> DIRECTIONS:
Give back all the records below, unaltered.

> RECORDS SUPPLIED:
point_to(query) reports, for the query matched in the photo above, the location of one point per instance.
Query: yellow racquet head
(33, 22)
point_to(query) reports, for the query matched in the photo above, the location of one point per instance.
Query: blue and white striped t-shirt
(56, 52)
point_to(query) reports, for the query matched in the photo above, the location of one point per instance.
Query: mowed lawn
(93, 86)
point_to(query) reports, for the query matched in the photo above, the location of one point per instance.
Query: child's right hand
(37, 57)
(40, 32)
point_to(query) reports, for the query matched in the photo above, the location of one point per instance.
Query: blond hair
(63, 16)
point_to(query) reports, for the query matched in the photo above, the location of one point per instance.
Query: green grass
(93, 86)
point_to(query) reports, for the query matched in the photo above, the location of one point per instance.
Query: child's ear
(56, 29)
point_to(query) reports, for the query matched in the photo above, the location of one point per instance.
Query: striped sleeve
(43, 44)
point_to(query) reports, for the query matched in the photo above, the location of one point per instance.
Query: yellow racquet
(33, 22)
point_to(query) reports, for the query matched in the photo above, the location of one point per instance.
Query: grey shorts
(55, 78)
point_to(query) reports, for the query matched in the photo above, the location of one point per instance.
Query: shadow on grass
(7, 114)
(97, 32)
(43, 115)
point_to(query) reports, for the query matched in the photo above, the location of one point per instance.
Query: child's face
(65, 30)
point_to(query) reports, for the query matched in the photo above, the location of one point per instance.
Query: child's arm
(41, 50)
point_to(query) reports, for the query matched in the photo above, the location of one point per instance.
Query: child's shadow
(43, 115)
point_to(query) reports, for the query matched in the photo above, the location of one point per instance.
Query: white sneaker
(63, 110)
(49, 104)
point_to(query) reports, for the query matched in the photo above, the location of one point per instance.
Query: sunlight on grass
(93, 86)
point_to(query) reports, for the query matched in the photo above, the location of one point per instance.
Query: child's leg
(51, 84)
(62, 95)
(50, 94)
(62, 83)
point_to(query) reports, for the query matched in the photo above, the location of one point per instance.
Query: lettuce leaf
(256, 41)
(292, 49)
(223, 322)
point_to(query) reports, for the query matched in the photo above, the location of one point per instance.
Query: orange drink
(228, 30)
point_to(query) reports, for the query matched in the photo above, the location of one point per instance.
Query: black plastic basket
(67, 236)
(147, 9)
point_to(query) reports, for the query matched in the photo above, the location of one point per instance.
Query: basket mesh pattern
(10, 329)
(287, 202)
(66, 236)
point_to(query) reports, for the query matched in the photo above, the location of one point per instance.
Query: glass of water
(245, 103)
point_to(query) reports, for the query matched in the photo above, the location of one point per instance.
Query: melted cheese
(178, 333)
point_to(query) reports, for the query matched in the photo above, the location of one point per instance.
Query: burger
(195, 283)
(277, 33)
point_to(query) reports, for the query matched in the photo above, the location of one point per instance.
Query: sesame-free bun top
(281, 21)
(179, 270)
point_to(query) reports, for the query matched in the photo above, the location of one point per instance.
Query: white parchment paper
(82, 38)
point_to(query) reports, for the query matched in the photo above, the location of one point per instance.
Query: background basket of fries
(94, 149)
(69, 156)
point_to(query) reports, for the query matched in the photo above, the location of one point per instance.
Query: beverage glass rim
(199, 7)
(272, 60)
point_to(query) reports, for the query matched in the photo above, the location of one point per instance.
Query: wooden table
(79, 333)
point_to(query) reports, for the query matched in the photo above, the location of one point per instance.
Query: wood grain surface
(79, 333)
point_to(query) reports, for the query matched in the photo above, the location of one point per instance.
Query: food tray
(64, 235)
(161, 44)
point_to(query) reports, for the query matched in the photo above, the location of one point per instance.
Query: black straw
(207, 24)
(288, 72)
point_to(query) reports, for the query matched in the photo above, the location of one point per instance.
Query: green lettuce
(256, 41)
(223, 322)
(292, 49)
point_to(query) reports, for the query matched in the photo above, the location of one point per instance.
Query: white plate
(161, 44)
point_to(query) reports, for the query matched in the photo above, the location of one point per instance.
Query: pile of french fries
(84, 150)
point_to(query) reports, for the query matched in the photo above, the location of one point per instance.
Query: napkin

> ANSWER FOR THIS EXERCISE:
point_to(query) reports, for the query matched in the photo above, the location of one point per instance.
Query: yellow racquet head
(33, 22)
point_to(query) reports, for the query matched in the photo above, the location of one point per instance.
Query: blue and white striped t-shirt
(56, 52)
point_to(query) reports, for the query matched in the photo above, the location of one point per instance.
Query: mowed lawn
(93, 86)
point_to(query) reports, for the query matched in the photo above, the location of one point per instance.
Query: child's right hand
(37, 57)
(40, 32)
point_to(query) reports, for the query matched in the photo above, the location of one point per instance.
Query: blond hair
(63, 16)
point_to(query) reports, for the query matched in the photo above, the location of one point per instance.
Query: green grass
(93, 86)
point_to(query) reports, for the query matched in the photo above, the location of one point per instance.
Query: child's ear
(56, 29)
point_to(query) reports, for the query matched in the photo above, the location of one point per instance.
Query: striped sleeve
(43, 44)
point_to(query) reports, for the query matched in the photo above, the location of one point per instance.
Query: yellow racquet
(33, 22)
point_to(query) reports, for the query matched in the photo above, the location of one point per instance.
Query: grey shorts
(55, 78)
point_to(query) reports, for the query matched in the photo above, the location of one point per instance.
Query: shadow on grass
(7, 114)
(97, 32)
(43, 115)
point_to(query) reports, for the query matched in the photo above, the location of one point per instance.
Query: child's face
(65, 30)
point_to(query) reports, for the query matched in the photo above, the location of one point per instance.
Query: child's arm
(41, 50)
point_to(query) reports, for the query matched in the photo above, the location of one point per instance.
Query: child's shadow
(43, 115)
point_to(query) reports, for the query matched in the photo above, the location of one point per instance.
Query: white sneaker
(63, 110)
(49, 104)
point_to(query) reports, for the query matched in the photo above, the location of one point per instance.
Query: sunlight on grass
(93, 86)
point_to(query) reports, for the query matched in the photo above, the location of one point per instance.
Query: child's leg
(51, 84)
(62, 95)
(50, 94)
(62, 83)
point_to(query) reports, for the query matched in the photo above, the location of one point per instance.
Query: lettuce leaf
(256, 41)
(292, 49)
(223, 322)
point_to(query) reports, for the query matched in the photo above, the location of one point per instance.
Query: orange drink
(228, 30)
point_to(query) reports, for the query matched in the photo above, the location of one point per instance.
Query: black plastic basket
(67, 236)
(147, 9)
point_to(query) reports, for the query matched in the photo above, the location of one point per instance.
Query: basket mesh pattern
(10, 329)
(287, 202)
(66, 236)
point_to(query) reports, for the query matched in the photo above, the location of one point per instance.
Query: glass of water
(245, 103)
point_to(query) reports, for the query matched in the photo above, the location of one point per instance.
Query: melted cheese
(178, 333)
point_to(query) reports, for the query matched in the photo above, the location of one point per instance.
Query: burger
(195, 283)
(277, 33)
point_to(query) reports, for the query matched in the photo above, the location of one point per instance.
Query: sesame-free bun top
(281, 21)
(179, 270)
point_to(query) reports, for the query matched in the photo above, the location of one point per instance.
Query: white parchment paper
(82, 38)
point_to(query) reports, for the query matched in the photo above, the location of one point per instance.
Query: background basket of fries
(94, 149)
(69, 156)
point_to(query) reports, for the query matched in the photo above, the location of one point per instance.
Query: beverage glass rim
(199, 7)
(272, 60)
point_to(query) reports, for the query matched in the photo above, the location of one point per instance.
Query: wooden table
(79, 333)
point_to(query) reports, for the query matched in the photo above, the location of one point per instance.
Query: wood grain surface
(79, 333)
point_to(query) reports, for the query matched in the photo above, the location of one point per instance.
Query: food tray
(64, 235)
(161, 44)
point_to(query) reports, for the query matched in the photo above, the location of one point per instance.
Query: black straw
(207, 24)
(288, 72)
point_to(query) reports, for the query matched in the photo above, the location of one point per instance.
Query: green lettuce
(256, 41)
(223, 322)
(292, 49)
point_to(query) reports, for the query matched in the photo above, the location of one point per instance.
Query: white plate
(161, 44)
point_to(query) reports, for the query matched in the photo above, the location of one point per instance.
Query: pile of french fries
(84, 150)
point_to(query) reports, for the query matched in the photo above, the location of one point per instance.
Query: napkin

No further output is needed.